Your answer must consist of one number: how many lines in the records contain "leafy".

> **DATA SHOWN**
* * * * * * *

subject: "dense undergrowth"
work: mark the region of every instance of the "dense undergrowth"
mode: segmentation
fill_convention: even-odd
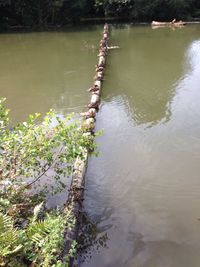
[[[61,178],[72,173],[74,161],[83,156],[84,149],[94,150],[93,137],[84,135],[71,116],[61,120],[53,111],[42,122],[38,123],[40,115],[35,114],[11,127],[9,110],[3,102],[0,101],[0,266],[66,267],[76,243],[72,243],[63,261],[64,231],[74,225],[75,218],[66,208],[47,210],[45,199],[49,193],[65,190]],[[51,187],[45,177],[53,181]]]

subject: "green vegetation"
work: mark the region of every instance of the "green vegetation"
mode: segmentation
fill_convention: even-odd
[[[72,227],[75,219],[67,209],[47,211],[45,196],[65,188],[61,178],[72,173],[76,157],[82,157],[85,149],[94,150],[93,137],[84,135],[79,123],[71,122],[71,116],[61,120],[53,111],[40,123],[40,115],[35,114],[11,128],[9,110],[3,102],[0,101],[0,266],[66,267],[60,255],[64,229]],[[45,183],[46,177],[53,181],[51,187]],[[75,243],[70,254],[74,250]]]
[[[87,17],[135,21],[200,18],[199,0],[0,0],[0,28],[47,27]]]
[[[136,21],[191,19],[198,17],[198,0],[96,0],[107,16],[125,16]]]
[[[40,207],[34,208],[26,227],[17,226],[13,216],[0,213],[0,266],[67,266],[59,257],[64,245],[64,229],[73,225],[73,217],[69,213],[45,212],[39,220],[36,210]],[[75,252],[75,244],[74,241],[68,256]]]

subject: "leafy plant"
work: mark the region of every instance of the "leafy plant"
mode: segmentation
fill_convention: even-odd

* * * * * * *

> **RESULT**
2